"""

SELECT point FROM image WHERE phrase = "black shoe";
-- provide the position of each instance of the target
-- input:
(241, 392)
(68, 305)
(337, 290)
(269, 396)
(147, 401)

"""

Output these records again line for line, with no changes.

EXERCISE RESULT
SELECT point FROM image WHERE phrase = "black shoe";
-- provide the position of each instance of the target
-- input:
(241, 392)
(68, 305)
(337, 290)
(269, 396)
(147, 401)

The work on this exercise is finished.